Collected data entries:
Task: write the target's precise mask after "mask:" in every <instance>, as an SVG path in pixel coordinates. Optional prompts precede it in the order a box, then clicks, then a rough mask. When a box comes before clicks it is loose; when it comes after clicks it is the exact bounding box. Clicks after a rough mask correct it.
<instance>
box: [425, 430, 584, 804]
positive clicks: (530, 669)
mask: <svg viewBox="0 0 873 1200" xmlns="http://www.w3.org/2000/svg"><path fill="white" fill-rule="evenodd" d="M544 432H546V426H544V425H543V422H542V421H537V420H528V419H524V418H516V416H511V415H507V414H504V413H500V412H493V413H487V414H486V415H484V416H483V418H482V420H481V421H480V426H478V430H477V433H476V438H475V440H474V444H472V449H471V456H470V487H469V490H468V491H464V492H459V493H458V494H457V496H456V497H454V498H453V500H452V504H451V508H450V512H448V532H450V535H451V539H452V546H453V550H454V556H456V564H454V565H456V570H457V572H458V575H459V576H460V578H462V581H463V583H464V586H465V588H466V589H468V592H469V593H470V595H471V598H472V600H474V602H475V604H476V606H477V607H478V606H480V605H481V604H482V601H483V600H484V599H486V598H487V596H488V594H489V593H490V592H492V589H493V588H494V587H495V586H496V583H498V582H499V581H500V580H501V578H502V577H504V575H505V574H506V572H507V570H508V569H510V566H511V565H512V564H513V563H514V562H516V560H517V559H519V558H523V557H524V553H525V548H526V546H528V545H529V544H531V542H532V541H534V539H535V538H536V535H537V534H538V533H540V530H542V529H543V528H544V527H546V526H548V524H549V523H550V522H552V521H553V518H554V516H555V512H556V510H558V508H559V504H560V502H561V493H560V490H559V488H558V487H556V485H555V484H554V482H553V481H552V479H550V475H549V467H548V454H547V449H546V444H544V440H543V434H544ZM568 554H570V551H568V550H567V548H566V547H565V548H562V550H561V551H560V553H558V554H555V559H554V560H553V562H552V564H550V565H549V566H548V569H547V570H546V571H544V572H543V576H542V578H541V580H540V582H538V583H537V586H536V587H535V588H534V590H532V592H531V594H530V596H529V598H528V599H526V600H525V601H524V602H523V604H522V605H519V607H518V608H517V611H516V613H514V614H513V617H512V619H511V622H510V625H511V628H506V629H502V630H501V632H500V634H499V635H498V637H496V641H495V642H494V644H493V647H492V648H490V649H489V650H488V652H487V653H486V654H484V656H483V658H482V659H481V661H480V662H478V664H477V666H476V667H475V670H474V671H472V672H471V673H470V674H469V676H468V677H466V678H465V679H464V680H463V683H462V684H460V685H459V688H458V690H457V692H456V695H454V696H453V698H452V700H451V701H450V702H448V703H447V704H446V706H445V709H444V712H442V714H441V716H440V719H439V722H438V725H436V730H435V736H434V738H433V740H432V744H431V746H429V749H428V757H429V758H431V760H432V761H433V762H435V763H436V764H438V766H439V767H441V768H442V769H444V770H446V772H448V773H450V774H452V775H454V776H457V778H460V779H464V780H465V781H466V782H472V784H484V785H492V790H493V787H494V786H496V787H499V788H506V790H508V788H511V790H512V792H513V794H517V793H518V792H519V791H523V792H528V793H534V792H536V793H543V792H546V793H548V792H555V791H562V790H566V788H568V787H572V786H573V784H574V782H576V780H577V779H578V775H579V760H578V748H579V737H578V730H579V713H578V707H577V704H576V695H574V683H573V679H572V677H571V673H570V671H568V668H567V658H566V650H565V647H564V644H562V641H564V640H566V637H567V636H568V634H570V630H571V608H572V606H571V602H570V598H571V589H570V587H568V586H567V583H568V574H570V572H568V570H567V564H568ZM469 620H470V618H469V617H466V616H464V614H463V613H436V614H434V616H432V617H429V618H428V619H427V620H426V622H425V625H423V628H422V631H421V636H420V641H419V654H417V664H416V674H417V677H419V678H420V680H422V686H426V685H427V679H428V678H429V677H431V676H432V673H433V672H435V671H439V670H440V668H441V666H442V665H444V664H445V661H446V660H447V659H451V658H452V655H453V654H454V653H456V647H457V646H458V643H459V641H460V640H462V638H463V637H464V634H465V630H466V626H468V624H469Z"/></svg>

## Try it
Output every line of the data above as a JSON list of strings, one string per line, skipping blank lines.

## Answer to this exercise
[
  "Task: write the target's precise mask after \"mask:\" in every <instance>, as an SVG path in pixel coordinates. Optional prompts precede it in the order a box, then clicks, then a rough mask. When a box comes before clicks it is loose; when it comes after clicks it is the exact bounding box. Clicks after a rough mask correct it.",
  "<instance>",
  "box: [425, 430, 584, 804]",
  "positive clicks: (530, 669)",
  "mask: <svg viewBox=\"0 0 873 1200\" xmlns=\"http://www.w3.org/2000/svg\"><path fill=\"white\" fill-rule=\"evenodd\" d=\"M544 432H546V426H544V425H543V422H542V421H537V420H528V419H524V418H516V416H511V415H507V414H504V413H500V412H493V413H487V414H486V415H484V416H483V418H482V420H481V421H480V426H478V430H477V433H476V438H475V440H474V444H472V449H471V456H470V487H469V490H468V491H464V492H459V493H458V494H457V496H456V497H454V498H453V500H452V504H451V508H450V512H448V532H450V535H451V539H452V546H453V550H454V556H456V564H454V565H456V570H457V572H458V575H459V576H460V578H462V581H463V583H464V586H465V588H466V589H468V592H469V593H470V595H471V598H472V600H474V602H475V604H476V606H477V607H478V606H480V605H481V604H482V601H483V600H484V599H486V598H487V596H488V594H489V593H490V592H492V589H493V588H494V587H495V586H496V583H498V582H499V581H500V580H501V578H502V577H504V575H505V574H506V572H507V570H508V569H510V566H511V565H512V564H513V563H514V562H516V560H517V559H519V558H523V557H524V553H525V548H526V546H528V545H529V544H531V542H532V541H534V539H535V538H536V535H537V534H538V533H540V530H542V529H543V528H544V527H546V526H548V524H549V523H550V522H552V521H553V518H554V516H555V512H556V510H558V508H559V504H560V502H561V493H560V490H559V488H558V487H556V485H555V484H554V482H553V481H552V479H550V475H549V467H548V454H547V449H546V444H544V440H543V434H544ZM568 554H570V551H568V550H567V548H566V547H565V548H562V550H561V551H560V553H558V554H555V559H554V560H553V562H552V564H550V565H549V566H548V569H547V570H546V571H544V572H543V576H542V578H541V580H540V582H538V583H537V586H536V587H535V588H534V590H532V592H531V594H530V596H529V598H528V599H526V600H525V601H524V602H523V604H522V605H519V607H518V608H517V611H516V613H514V614H513V617H512V619H511V622H510V625H511V628H506V629H502V630H501V632H500V634H499V635H498V637H496V641H495V642H494V644H493V647H492V648H490V649H489V650H488V652H487V653H486V654H484V656H483V658H482V659H481V661H480V662H478V664H477V666H476V667H475V670H474V671H472V672H471V673H470V674H469V676H468V677H466V678H465V679H464V680H463V683H462V684H460V685H459V688H458V690H457V692H456V695H454V696H453V698H452V700H451V701H450V702H448V703H447V704H446V706H445V709H444V712H442V714H441V716H440V719H439V722H438V725H436V730H435V736H434V738H433V740H432V744H431V746H429V749H428V757H429V758H431V760H432V761H433V762H435V763H436V764H438V766H439V767H441V768H442V769H444V770H446V772H448V773H450V774H452V775H454V776H457V778H460V779H464V780H465V781H466V782H472V784H484V785H492V790H493V787H494V786H496V787H499V788H506V790H508V788H511V790H512V792H513V794H517V793H518V792H519V791H523V792H528V793H534V792H536V793H543V792H546V793H548V792H555V791H562V790H566V788H568V787H572V786H573V784H574V782H576V780H577V779H578V775H579V760H578V748H579V737H578V730H579V713H578V707H577V704H576V695H574V683H573V679H572V677H571V673H570V671H568V668H567V658H566V650H565V647H564V644H562V641H564V640H566V637H567V636H568V634H570V630H571V608H572V606H571V602H570V598H571V589H570V587H568V586H567V583H568V574H570V572H568V570H567V564H568ZM469 620H470V618H469V617H466V616H464V614H463V613H436V614H434V616H432V617H429V618H428V619H427V620H426V622H425V625H423V628H422V631H421V636H420V641H419V654H417V664H416V674H417V677H419V678H420V680H422V686H426V685H427V679H428V678H429V677H431V676H432V673H433V672H435V671H439V670H440V668H441V666H442V665H444V664H445V661H446V660H447V659H451V658H452V655H453V654H454V653H456V647H457V646H458V643H459V641H460V640H462V638H463V637H464V634H465V630H466V626H468V624H469Z\"/></svg>"
]